DATA ENTRIES →
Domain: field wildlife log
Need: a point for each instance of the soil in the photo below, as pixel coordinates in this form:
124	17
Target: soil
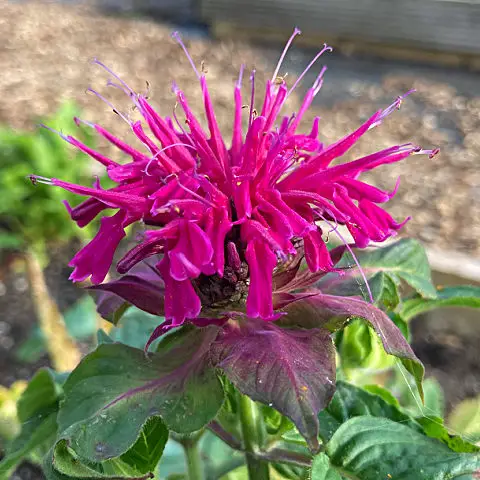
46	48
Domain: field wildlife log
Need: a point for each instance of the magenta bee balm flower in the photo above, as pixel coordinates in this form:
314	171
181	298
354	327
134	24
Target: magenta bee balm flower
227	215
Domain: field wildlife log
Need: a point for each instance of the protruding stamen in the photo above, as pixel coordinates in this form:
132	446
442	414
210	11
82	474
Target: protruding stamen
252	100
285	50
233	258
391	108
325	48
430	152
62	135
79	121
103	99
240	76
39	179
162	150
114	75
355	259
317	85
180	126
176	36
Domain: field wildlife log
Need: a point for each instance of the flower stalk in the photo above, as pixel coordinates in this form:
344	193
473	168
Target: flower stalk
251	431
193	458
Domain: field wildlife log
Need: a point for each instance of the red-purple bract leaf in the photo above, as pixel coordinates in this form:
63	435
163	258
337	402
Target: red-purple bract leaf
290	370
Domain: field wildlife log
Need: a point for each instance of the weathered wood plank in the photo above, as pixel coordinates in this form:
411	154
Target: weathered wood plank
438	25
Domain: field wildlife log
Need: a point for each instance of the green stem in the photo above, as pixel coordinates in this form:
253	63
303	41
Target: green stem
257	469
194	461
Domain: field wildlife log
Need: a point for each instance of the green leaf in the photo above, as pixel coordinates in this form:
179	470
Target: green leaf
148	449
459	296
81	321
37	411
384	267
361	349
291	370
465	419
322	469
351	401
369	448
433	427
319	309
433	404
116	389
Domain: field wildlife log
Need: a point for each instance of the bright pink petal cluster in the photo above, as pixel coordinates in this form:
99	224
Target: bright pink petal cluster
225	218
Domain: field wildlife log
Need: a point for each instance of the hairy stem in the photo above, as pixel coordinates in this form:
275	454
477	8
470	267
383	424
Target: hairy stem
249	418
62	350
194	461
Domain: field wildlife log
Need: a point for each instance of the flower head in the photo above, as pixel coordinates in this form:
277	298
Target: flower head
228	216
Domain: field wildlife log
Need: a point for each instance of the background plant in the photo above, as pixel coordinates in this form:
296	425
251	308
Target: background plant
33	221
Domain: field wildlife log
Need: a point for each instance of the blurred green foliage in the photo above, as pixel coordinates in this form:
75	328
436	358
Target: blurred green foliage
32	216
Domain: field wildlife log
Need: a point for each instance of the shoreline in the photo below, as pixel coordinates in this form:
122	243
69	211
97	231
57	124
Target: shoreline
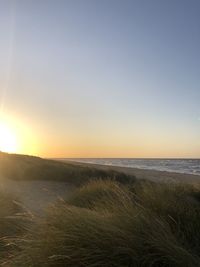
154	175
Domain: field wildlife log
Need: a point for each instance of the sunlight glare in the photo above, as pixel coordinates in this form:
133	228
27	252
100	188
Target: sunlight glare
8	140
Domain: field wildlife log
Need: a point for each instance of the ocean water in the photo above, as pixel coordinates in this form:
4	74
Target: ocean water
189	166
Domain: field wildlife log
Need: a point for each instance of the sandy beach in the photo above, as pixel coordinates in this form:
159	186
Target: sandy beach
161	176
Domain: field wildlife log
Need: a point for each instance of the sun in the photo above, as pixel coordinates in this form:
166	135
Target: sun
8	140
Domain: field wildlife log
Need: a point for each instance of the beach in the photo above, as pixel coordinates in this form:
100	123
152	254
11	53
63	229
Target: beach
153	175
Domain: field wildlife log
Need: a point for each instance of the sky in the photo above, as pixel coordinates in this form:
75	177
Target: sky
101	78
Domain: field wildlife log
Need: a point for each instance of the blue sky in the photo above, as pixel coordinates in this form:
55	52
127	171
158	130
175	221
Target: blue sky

PROBLEM DESCRIPTION →
Send back the data above word for word, with the pictures left out.

OUTPUT →
Domain: field wildlife log
Need: a point for each instance of the soil in the photo below, as pixel coordinates in this form:
124	17
Target: soil
46	48
Domain: field wildlife log
Need: a point for each instance of the magenta bee balm flower in the photo above, as pixel coordinates in this form:
314	171
181	298
354	327
134	24
Target: magenta bee balm flower
227	215
Domain: field wildlife log
Need: a point for each instance of the protruding stamen in the photo above, as pixel coordinates in this form:
132	446
442	414
210	11
82	474
Target: protruding stamen
252	100
285	50
233	258
391	108
325	48
430	152
62	135
79	121
103	99
240	76
39	179
162	150
114	75
355	259
317	85
180	126
176	36
Domain: field wildlife log
Need: a point for each instance of the flower stalk in the photo above, as pixel coordinates in this form:
344	193
473	168
Target: flower stalk
251	431
193	458
Domain: field wildlife log
Need: a point for each instance of the red-purple bract leaf in the photo above, as pixel coordinates in this form:
63	435
163	258
337	402
Target: red-purple bract leaf
290	370
Domain: field wildlife log
Need: a point for each instance of the weathered wood plank in the photo above, as pixel coordinates in this form:
411	154
Target: weathered wood plank
438	25
Domain: field wildlife log
Need: a point for each instance of the green stem in the photo above, as pixel coordinates in this form:
253	63
303	41
Target: green stem
257	469
194	461
Domain: field wildlife log
Need: a point for each instance of the green leaf in the photo above, as pixel coordinates in this form:
179	470
Target: green leaf
148	449
459	296
81	321
37	411
384	267
361	349
291	370
465	419
322	469
351	401
369	448
433	427
319	309
433	404
116	389
Domain: field wildlife log
Need: a point for each instance of the bright pink petal cluster in the photo above, as pixel coordinates in this form:
99	224
Target: bright pink petal cluster
225	218
Domain: field wildlife log
Need: a point for each instance of the hairy stem in the photo above, as pixel coordinates in this form:
275	454
477	8
470	267
383	424
Target: hairy stem
249	418
62	350
194	461
Domain: field wildlife log
Need: a point for each instance of the flower head in the photo above, as pixel coordinates in this form:
277	298
Target: flower head
228	216
Domain: field wildlife log
Need: a point for each instance of the background plant in the photo above, as pixel coordinates in this form:
296	425
251	308
Target: background plant
33	221
Domain: field wildlife log
Need: a point for each instance of the blurred green foliage in the photo above, as pixel coordinates in this form:
75	328
436	358
Target: blurred green foliage
32	216
Domain: field wildlife log
Need: a point for each instance of the shoreline in the photo below, as pixel coordinates in this form:
122	243
69	211
97	231
57	124
Target: shoreline
154	175
Domain: field wildlife log
Need: a point for each instance of the sunlight glare in the photo above, as pixel coordinates in this form:
133	228
27	252
100	188
Target: sunlight glare
8	140
Domain: field wildlife log
Need: a point for each instance of the ocean water in the photo above, as pixel coordinates in this form:
4	74
Target: ocean water
189	166
Domain: field wildlife log
Need: a point for each instance of the sandy beach in the photo above, as pixel coordinates in this form:
159	186
Target: sandy beach
161	176
Domain: field wildlife log
Need: a point for each instance of the sun in the photo above, as pixel coordinates in this form:
166	135
Target: sun
8	140
Domain: field wildlife log
Need: a point for each instance of the beach in the photo above, as pixel coordinates in this form:
100	123
152	254
11	53
63	229
Target: beach
153	175
Domain: field wildlife log
Need: a point for each instance of the sky in the photo above, as pixel coordinates in this form:
75	177
Target: sky
101	78
Domain: field wildlife log
Need: a point for each instance of the blue sky in the photo above, as pixel coordinates in this form:
55	52
127	171
158	130
175	221
Target: blue sky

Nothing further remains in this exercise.